* Problem requirements: Rewrite the stretch of the mommy-mobile post from "Despite the dents" through "too many options.", putting "mailbox" in place of "garage".

* Excerpt:
Sometimes, I worry too much what people think.
As a working mom, I worry that other moms will think I'm too career-oriented. That I'm not focused enough on my family.
As a lawyer, I worry that if I talk too much about my kids (and constantly showcase my darling pictures and stories) business-minded folks won't think I'm a top-notch lawyer. Instead, they'll associate me with "mommy" brain.
Case in point, I've recently wondered whether driving my mommy mobile is a career limiting gesture. My wagon is scratched, worn, and dented (I’ve never pretended to be a skilled driver), but it has also survived the stains, pains, and drains of three small children.
Which has recently caused me some embarassment.
I was visiting a high-profile client at his office. After the meeting he asked, “Hey, I hope it isn’t a bother, but I was hoping you could give me a ride to the dealer.”
My heart sank.
Did I mention that I also use my car as a second office? Since the passenger side is usually empty, I always have papers and trash sitting next to me. And I always spill my coffee, which is why there are multiple stains in the front seat and carpet.
“Of course you can have a ride," I replied.
He got into the front seat, and I just couldn’t find the right words.
Please excuse the stains, I can assure you they are old and don’t contain live bacteria.
Despite the dents on the passengers’ side, I’ve never hit another car – just my garage and inanimate objects.
I’m really a much better lawyer than driver.
I’m due for a new car, but I just haven’t make up my mind. There are too many options.
Nothing sounded quite right.
And I don’t know what bothered me more – the fact that he was riding in my mommy mobile, or the fact that I was so worried about it.
Do you ever get caught up worrying about what people think?

* Recorded data:
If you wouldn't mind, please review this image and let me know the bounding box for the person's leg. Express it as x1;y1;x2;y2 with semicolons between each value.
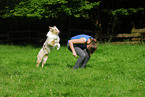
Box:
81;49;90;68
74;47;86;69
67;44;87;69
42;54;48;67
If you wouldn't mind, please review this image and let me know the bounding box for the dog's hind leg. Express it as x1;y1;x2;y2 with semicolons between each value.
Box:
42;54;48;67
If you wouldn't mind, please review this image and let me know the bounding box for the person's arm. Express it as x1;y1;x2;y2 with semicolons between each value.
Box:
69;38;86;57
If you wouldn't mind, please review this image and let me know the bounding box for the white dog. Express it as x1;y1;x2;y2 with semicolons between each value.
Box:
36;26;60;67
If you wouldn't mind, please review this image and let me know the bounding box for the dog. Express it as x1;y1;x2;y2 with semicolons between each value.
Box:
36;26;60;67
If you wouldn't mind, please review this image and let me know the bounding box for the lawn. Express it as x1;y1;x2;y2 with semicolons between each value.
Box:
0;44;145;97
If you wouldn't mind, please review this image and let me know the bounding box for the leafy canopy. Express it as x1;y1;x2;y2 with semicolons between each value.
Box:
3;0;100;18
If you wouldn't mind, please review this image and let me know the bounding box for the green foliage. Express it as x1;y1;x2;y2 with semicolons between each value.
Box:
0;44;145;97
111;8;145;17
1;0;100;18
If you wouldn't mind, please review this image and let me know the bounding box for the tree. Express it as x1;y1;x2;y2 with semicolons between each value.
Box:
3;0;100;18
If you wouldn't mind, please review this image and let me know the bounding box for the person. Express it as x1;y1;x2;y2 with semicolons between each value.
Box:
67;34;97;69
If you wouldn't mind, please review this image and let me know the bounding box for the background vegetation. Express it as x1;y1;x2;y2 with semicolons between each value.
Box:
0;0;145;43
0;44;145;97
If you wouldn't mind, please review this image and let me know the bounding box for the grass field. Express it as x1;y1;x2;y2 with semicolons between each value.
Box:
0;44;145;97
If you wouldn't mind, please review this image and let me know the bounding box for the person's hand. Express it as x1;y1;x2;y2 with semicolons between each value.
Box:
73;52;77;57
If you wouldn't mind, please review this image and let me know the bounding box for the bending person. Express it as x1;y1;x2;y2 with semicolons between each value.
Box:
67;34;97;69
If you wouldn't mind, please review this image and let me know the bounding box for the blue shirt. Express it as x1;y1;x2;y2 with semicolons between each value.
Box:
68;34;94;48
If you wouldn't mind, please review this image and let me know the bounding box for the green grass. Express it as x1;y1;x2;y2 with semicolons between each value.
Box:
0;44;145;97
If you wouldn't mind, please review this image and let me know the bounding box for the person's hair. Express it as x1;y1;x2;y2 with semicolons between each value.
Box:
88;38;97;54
--
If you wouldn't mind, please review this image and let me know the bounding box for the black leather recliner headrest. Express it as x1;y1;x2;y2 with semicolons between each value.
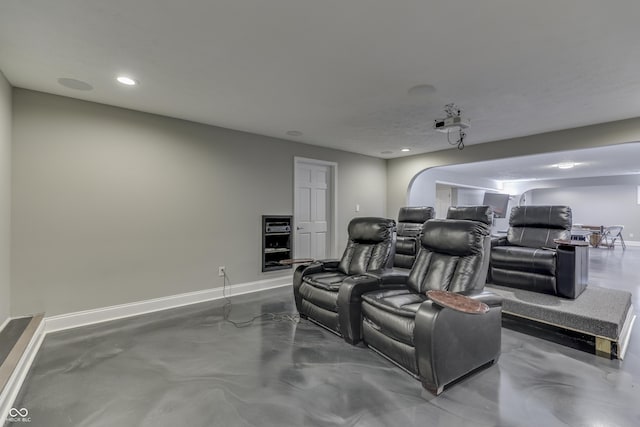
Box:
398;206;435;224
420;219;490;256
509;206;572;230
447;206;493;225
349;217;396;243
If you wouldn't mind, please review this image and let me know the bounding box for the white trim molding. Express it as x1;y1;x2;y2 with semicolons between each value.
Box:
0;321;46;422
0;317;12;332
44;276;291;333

* Finished task:
Despite the dents on the passengers’ side, I’ve never hit another car – just my mailbox and inanimate objects.
I’m really a much better lawyer than driver.
I’m due for a new car, but I just haven’t make up my mind. There are too many options.